LISTED ENTRIES —
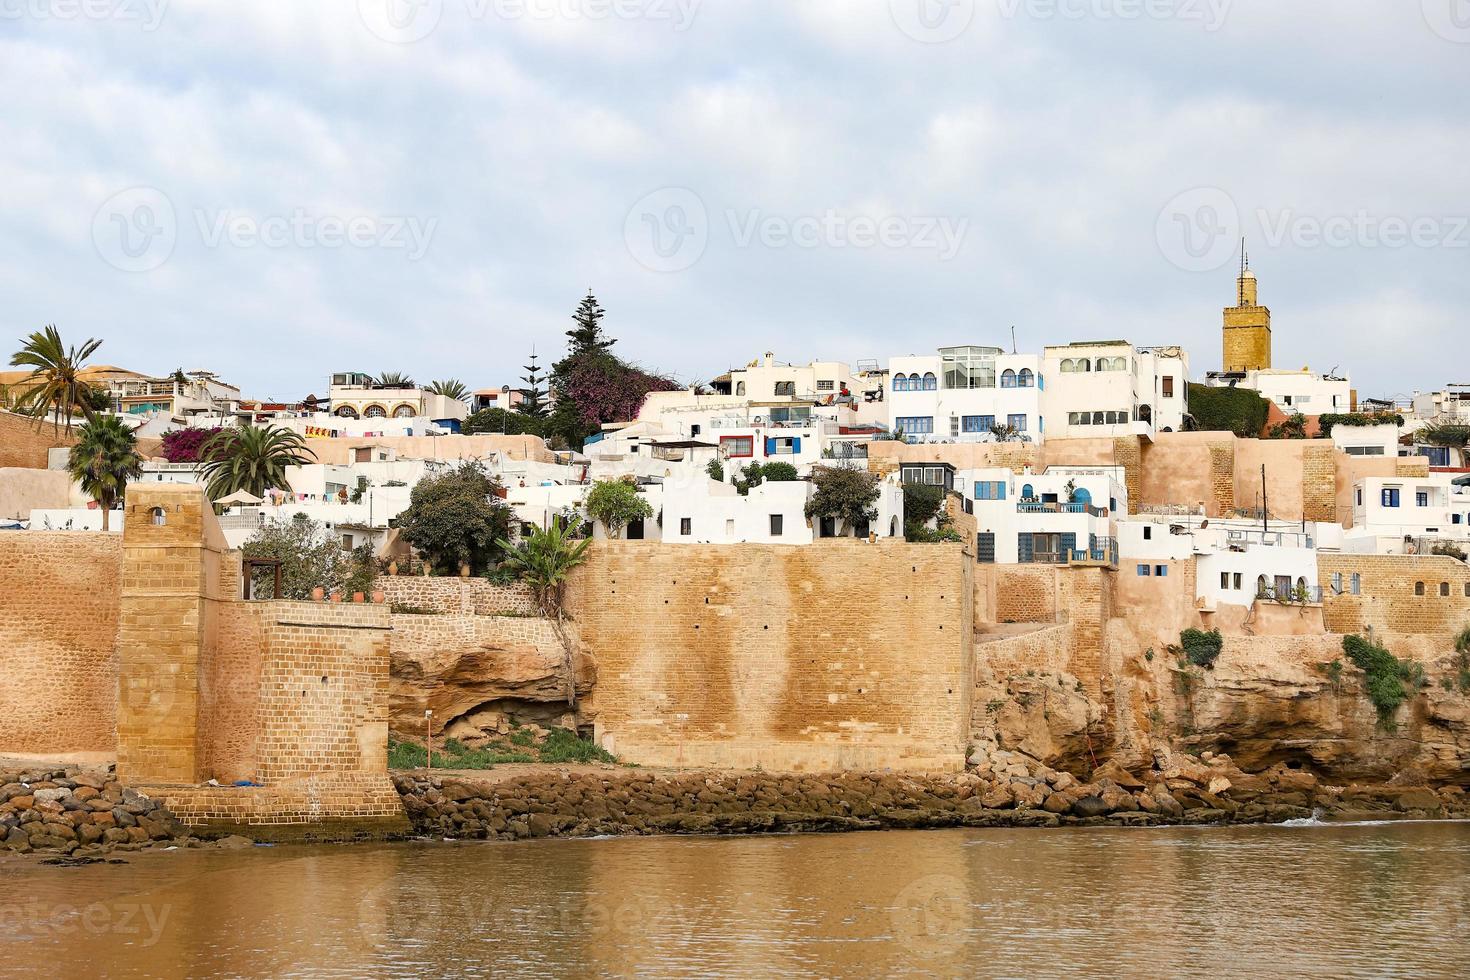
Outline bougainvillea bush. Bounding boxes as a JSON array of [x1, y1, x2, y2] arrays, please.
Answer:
[[160, 427, 221, 463]]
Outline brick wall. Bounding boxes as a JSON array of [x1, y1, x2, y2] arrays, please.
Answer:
[[569, 540, 973, 772], [1057, 566, 1112, 695], [0, 532, 121, 755], [378, 575, 537, 616], [975, 564, 1060, 624], [1319, 555, 1470, 638], [1301, 442, 1337, 522], [0, 409, 76, 469]]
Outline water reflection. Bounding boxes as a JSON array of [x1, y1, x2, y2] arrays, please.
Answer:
[[3, 822, 1469, 978]]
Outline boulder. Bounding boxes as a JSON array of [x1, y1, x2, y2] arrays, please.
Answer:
[[215, 835, 255, 849], [1393, 789, 1442, 813], [1071, 795, 1111, 818], [1092, 760, 1145, 790]]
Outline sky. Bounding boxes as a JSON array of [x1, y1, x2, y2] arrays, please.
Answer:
[[2, 1, 1467, 403]]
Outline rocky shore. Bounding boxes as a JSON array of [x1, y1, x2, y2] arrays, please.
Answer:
[[0, 764, 213, 857], [393, 750, 1470, 842]]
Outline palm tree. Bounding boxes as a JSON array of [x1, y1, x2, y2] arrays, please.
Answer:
[[497, 522, 593, 706], [1419, 421, 1470, 468], [9, 325, 103, 435], [428, 378, 469, 401], [67, 415, 141, 531], [199, 425, 315, 500], [374, 372, 415, 389]]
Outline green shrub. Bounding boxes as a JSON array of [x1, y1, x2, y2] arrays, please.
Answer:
[[901, 481, 947, 541], [1317, 412, 1403, 436], [705, 458, 723, 482], [1342, 634, 1422, 730], [538, 728, 617, 764], [1186, 383, 1270, 437], [1180, 628, 1224, 669]]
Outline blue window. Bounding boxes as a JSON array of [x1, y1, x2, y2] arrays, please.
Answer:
[[1007, 414, 1027, 432], [1416, 491, 1429, 507], [922, 373, 938, 391], [1455, 514, 1463, 525], [1021, 483, 1034, 499], [962, 415, 995, 433], [896, 416, 933, 435], [1137, 564, 1151, 577], [1419, 446, 1451, 467], [1155, 565, 1168, 577], [1382, 488, 1400, 508], [1019, 368, 1034, 388], [973, 481, 1006, 501], [1000, 369, 1017, 388]]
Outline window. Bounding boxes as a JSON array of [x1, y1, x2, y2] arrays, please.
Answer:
[[1233, 573, 1243, 590], [1162, 376, 1174, 398], [149, 507, 166, 526], [817, 380, 834, 392], [895, 416, 934, 435], [1018, 368, 1034, 387], [1137, 564, 1151, 577], [922, 372, 938, 391], [770, 437, 798, 454], [1382, 488, 1400, 508], [1143, 526, 1153, 540], [1220, 572, 1230, 589], [341, 534, 354, 551], [962, 415, 995, 433], [1001, 369, 1017, 388], [1417, 491, 1430, 508], [770, 514, 783, 536], [721, 436, 754, 458], [680, 518, 692, 536], [1332, 572, 1343, 594], [364, 405, 387, 418], [1155, 565, 1168, 577], [392, 404, 415, 418], [1356, 488, 1364, 506], [1007, 414, 1027, 432], [735, 381, 746, 396], [1439, 582, 1450, 597], [774, 381, 795, 396], [1346, 446, 1386, 456], [974, 481, 1006, 501], [1351, 573, 1361, 595], [951, 416, 960, 438], [1415, 582, 1426, 596]]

EXERCISE REQUIREMENTS —
What lines in the listing include the string "window"? Copy them out.

EXPECTED OUTPUT —
Outline blue window. Bounding boxes as a JSON array of [x1, y1, x2, y2] arrays, please.
Outline window. Bounding boxes as a JSON array of [x1, y1, x2, y2] arrays, please.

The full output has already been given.